### THE PROBLEM
In the noise-reduction excerpt, what happens to the adaptive filter weights during speech regions, when the VAD is ON?

### SOURCE EXCERPT
■ ■ ■ ■ ■ ■ ■

The value of α can be chosen to be in the range 0.75 to 0.95.

At 750, the output of the adaptive filter is subtracted from the signal obtained by subtracting the delayed rear microphone signal from the front microphone signal. This gives the output of the first level of processing. At block 760, the Voice Activity Detector (VAD) determines speech and non-speech regions. The VAD controls the two adaptive filters. During non-speech regions (VAD=OFF), the weights are updated at block 770. During speech regions (VAD=ON), the weights are frozen, 780. The adaptive filter 2, block 770 receives two inputs. One is the output of the first processing level. The other input is the signal obtained by subtracting the rear microphone signal from the delayed front microphone signal. Block 790 does the second level of processing. Here the residual noise left over from the first processing level is removed.

As described hereinabove, the invention has the advantages of improving the signal-to-noise ratio by reducing noise in various noisy conditions, enabling the conversation to be pleasant. While the invention has been described with reference to a detailed example of the preferred embodiment thereof, it is understood that variations and modifications thereof may be made without departing from the true spirit and scope of the invention. Therefore, it should be understood that the true spirit and the scope of the invention are not limited by the above embodiment, but defined by the appended claims and equivalents thereof.

Unless the context clearly requires otherwise, throughout the description and the claims, the words “comprise,” “comprising” and the like are to be construed in an inclusive sense as opposed to an exclusive or exhaustive sense; that is to say, in a sense of “including, but not limited to.” Words using the singular or plural number also include the plural or singular number, respectively. Additionally, the words “herein,” “above,” “below,” and words of similar import, when used in this application, shall refer to this application as a whole and not to any particular portions of this application.

■ ■ ■ ■ ■ ■ ■

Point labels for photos
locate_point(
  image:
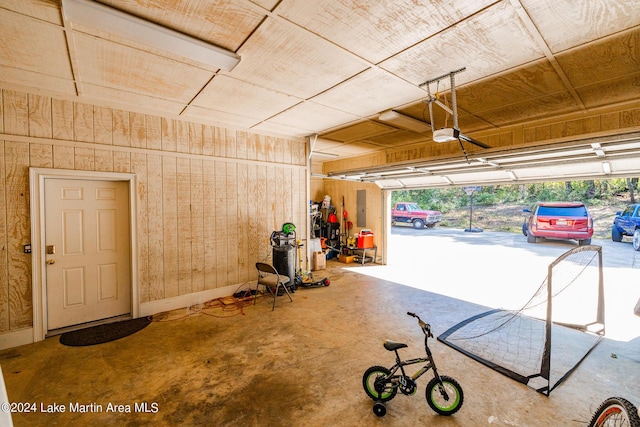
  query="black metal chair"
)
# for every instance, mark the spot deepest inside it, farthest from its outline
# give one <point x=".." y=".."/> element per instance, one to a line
<point x="272" y="281"/>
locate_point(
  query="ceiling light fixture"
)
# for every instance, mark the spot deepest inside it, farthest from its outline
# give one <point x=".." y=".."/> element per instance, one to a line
<point x="445" y="135"/>
<point x="113" y="21"/>
<point x="404" y="121"/>
<point x="597" y="148"/>
<point x="488" y="162"/>
<point x="321" y="154"/>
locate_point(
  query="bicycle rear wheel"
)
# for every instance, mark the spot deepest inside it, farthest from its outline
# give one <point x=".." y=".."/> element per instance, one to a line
<point x="383" y="390"/>
<point x="615" y="412"/>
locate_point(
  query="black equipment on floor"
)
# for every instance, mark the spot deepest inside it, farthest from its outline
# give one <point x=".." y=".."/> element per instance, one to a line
<point x="283" y="245"/>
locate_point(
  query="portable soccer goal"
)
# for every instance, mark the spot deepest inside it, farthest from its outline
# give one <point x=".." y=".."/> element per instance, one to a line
<point x="543" y="342"/>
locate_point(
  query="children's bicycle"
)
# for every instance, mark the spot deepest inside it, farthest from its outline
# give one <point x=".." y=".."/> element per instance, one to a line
<point x="616" y="412"/>
<point x="444" y="394"/>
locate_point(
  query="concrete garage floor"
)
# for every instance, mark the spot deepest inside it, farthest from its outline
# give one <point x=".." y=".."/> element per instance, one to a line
<point x="302" y="364"/>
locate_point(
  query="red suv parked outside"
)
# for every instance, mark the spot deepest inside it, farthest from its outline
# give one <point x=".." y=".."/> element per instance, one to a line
<point x="559" y="220"/>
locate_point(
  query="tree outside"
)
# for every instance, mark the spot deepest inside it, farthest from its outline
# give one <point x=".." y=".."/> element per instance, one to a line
<point x="500" y="207"/>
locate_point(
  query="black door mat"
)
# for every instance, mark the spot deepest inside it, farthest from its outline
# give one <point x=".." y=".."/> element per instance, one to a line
<point x="104" y="333"/>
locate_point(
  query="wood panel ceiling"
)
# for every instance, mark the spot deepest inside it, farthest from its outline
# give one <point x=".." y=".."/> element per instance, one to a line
<point x="330" y="67"/>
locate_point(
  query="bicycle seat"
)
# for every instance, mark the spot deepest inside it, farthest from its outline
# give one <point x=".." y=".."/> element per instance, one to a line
<point x="392" y="345"/>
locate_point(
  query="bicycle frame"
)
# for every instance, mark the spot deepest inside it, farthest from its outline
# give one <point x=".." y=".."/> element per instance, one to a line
<point x="401" y="364"/>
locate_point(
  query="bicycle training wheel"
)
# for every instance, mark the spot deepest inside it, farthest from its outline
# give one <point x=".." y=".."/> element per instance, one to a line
<point x="615" y="412"/>
<point x="386" y="391"/>
<point x="444" y="405"/>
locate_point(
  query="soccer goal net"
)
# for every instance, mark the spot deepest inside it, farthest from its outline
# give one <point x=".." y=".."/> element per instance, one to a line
<point x="544" y="341"/>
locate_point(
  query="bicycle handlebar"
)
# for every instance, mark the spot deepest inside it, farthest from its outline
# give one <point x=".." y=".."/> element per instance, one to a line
<point x="426" y="328"/>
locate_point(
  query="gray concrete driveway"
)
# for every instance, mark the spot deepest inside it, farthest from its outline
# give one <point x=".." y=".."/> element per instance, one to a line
<point x="502" y="270"/>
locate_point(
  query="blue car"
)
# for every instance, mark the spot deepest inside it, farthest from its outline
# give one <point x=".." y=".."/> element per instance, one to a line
<point x="627" y="223"/>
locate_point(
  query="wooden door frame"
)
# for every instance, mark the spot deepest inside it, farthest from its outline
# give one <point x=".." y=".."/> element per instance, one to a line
<point x="37" y="176"/>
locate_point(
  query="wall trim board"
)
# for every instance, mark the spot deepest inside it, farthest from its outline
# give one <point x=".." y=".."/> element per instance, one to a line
<point x="131" y="150"/>
<point x="16" y="338"/>
<point x="185" y="301"/>
<point x="37" y="177"/>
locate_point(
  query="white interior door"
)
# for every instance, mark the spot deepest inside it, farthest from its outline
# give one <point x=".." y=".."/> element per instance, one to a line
<point x="87" y="251"/>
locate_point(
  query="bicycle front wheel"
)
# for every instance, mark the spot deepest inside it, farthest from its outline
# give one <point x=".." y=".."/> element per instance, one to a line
<point x="446" y="399"/>
<point x="615" y="412"/>
<point x="380" y="390"/>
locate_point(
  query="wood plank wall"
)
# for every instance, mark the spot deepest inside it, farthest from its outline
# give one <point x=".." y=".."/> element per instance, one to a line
<point x="208" y="197"/>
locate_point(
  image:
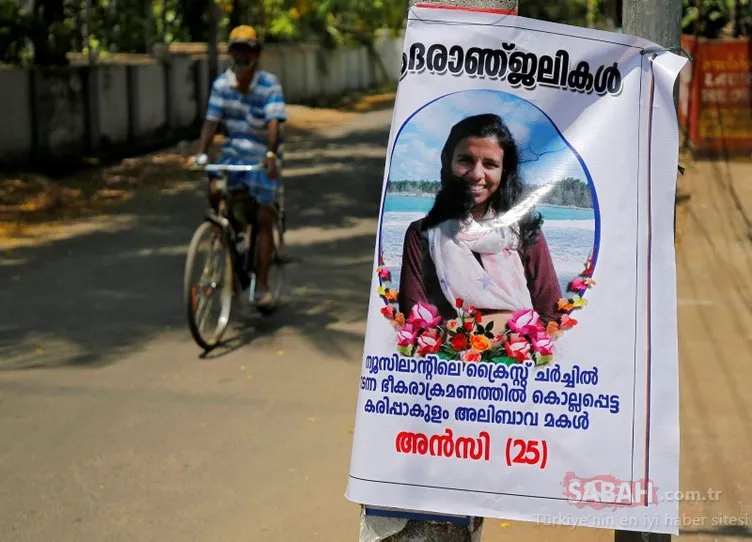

■ ■ ■ ■ ■ ■ ■

### RESPONSE
They are frozen.